■ **Exercise**: Copy each of the following records verbatim, keeping every line in its original order and form.

+++

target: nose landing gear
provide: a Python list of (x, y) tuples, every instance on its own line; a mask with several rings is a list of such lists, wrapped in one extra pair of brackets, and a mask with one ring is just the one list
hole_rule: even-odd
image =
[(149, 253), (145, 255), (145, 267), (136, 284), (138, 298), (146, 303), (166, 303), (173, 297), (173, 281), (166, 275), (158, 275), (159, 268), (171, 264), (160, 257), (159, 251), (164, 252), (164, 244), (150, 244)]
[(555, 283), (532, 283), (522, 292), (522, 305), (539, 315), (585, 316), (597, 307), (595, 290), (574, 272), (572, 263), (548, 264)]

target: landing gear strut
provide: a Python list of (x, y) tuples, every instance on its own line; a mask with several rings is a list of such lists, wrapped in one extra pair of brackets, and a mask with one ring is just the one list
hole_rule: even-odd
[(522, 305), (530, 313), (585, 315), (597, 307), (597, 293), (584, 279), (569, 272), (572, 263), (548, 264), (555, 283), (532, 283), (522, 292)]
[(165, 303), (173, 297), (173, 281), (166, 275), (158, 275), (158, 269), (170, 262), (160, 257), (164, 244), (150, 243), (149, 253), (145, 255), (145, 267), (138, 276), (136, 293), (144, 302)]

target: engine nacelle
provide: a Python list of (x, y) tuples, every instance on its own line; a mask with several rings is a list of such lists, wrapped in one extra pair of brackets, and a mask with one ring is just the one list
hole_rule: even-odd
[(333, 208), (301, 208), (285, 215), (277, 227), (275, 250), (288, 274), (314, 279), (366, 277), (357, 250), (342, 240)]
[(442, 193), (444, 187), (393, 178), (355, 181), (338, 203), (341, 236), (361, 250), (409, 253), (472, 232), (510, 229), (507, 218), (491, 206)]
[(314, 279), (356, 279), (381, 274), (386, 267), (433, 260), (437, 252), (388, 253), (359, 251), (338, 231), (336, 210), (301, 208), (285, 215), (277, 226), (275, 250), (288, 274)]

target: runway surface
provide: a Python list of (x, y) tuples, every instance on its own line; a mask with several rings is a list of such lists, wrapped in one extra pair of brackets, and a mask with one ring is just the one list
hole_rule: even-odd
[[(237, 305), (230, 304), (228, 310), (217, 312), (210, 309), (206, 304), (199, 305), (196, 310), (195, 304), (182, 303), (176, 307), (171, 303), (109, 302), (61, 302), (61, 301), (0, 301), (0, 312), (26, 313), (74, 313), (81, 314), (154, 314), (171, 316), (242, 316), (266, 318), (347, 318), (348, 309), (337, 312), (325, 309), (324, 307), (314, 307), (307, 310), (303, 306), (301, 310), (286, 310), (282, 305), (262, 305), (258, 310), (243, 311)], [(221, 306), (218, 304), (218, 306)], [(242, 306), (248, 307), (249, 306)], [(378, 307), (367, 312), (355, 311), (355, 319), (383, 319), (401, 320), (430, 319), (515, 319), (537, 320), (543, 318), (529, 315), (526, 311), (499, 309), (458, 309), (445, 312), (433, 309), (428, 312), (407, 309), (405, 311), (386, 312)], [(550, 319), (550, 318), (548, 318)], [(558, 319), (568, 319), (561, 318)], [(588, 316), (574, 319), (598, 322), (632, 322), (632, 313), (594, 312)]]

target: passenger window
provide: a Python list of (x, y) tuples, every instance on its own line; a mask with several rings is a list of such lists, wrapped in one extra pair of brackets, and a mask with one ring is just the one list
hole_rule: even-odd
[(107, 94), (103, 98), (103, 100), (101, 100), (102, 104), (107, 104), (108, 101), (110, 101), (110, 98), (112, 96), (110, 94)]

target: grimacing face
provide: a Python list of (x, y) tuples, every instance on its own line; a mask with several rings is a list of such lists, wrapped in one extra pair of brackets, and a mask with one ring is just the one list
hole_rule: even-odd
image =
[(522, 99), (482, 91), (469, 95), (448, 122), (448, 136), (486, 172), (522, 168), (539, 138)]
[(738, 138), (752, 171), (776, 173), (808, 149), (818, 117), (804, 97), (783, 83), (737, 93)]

+++

■ **Task response**:
target: nose landing gear
provide: a Python list of (x, y) tuples, every instance on its own line; a mask with several rings is a list of such lists, wrapped in one extra pair of brackets, and a mask with one ring is just the one list
hole_rule: even-odd
image =
[(149, 253), (145, 255), (145, 267), (136, 284), (138, 298), (146, 303), (166, 303), (173, 297), (173, 281), (166, 275), (158, 275), (159, 268), (171, 264), (160, 257), (159, 251), (164, 252), (164, 244), (150, 244)]
[(555, 283), (532, 283), (522, 292), (522, 305), (539, 315), (585, 316), (597, 307), (595, 290), (574, 272), (572, 263), (548, 264)]

target: landing gear strut
provide: a Python list of (x, y) tuples, every instance on its own line; a mask with several rings is a list of such lists, wrapped in one extra pair of brackets, and a mask with one ring is just the one list
hole_rule: even-odd
[(522, 305), (530, 313), (585, 315), (597, 307), (597, 293), (584, 279), (569, 272), (572, 263), (548, 264), (555, 283), (532, 283), (522, 292)]
[(165, 303), (173, 297), (173, 281), (166, 275), (158, 275), (158, 269), (170, 262), (160, 257), (164, 244), (150, 243), (149, 253), (145, 255), (145, 267), (138, 276), (136, 293), (144, 302)]

target: engine nacelle
provide: a Python list of (x, y) tuples, every instance on its own line; a mask with several rings is a list of such lists, wrapped in one extra pair of brackets, and a mask with one ring is just the one list
hole_rule: even-odd
[(333, 208), (301, 208), (285, 215), (277, 227), (275, 250), (288, 274), (314, 279), (366, 277), (357, 250), (342, 240)]
[(442, 193), (444, 187), (393, 178), (355, 181), (338, 203), (341, 236), (361, 250), (409, 253), (472, 232), (510, 229), (507, 218), (491, 206)]
[(314, 279), (356, 279), (381, 274), (386, 267), (433, 260), (437, 252), (388, 253), (359, 251), (338, 231), (336, 210), (301, 208), (285, 215), (277, 226), (275, 250), (288, 274)]

target: runway surface
provide: a Python list of (x, y) tuples, every instance on its own line; a mask with several rings is a list of such lists, wrapped in one extra pair of brackets, and a mask with one ring is just the one list
hole_rule: even-odd
[[(237, 305), (230, 304), (228, 310), (217, 312), (210, 309), (206, 304), (199, 305), (196, 310), (195, 304), (182, 303), (176, 307), (171, 303), (109, 302), (61, 302), (61, 301), (0, 301), (0, 312), (26, 313), (74, 313), (81, 314), (154, 314), (171, 316), (242, 316), (266, 318), (347, 318), (348, 309), (337, 312), (325, 309), (324, 307), (314, 307), (307, 310), (303, 306), (301, 310), (286, 310), (282, 305), (262, 305), (258, 310), (243, 311)], [(221, 306), (218, 304), (218, 306)], [(242, 306), (248, 307), (249, 306)], [(378, 307), (367, 312), (355, 311), (355, 319), (383, 319), (401, 320), (430, 319), (515, 319), (537, 320), (543, 318), (529, 315), (526, 311), (499, 309), (458, 309), (445, 312), (433, 309), (428, 312), (407, 309), (405, 311), (386, 312)], [(550, 319), (550, 318), (548, 318)], [(558, 319), (568, 319), (561, 318)], [(588, 316), (574, 319), (598, 322), (632, 322), (632, 313), (594, 312)]]

target: passenger window
provide: a Python list of (x, y) tuples, every instance on its own line; a mask with several rings is a list of such lists, wrapped in one extra pair of brackets, and a mask with one ring is just the one list
hole_rule: even-odd
[(107, 94), (103, 98), (103, 100), (101, 100), (102, 104), (107, 104), (108, 101), (110, 101), (110, 98), (112, 96), (110, 94)]

target: grimacing face
provide: a Python list of (x, y) tuples, every instance on its own line; a mask with several rings is a list of such lists, wrapped in one extra pair of brackets, and a mask with one ring is just the one list
hole_rule: even-odd
image =
[(522, 99), (482, 91), (469, 95), (448, 122), (448, 136), (486, 172), (522, 168), (539, 138)]
[(738, 138), (752, 171), (776, 173), (808, 149), (818, 117), (804, 97), (783, 83), (737, 93)]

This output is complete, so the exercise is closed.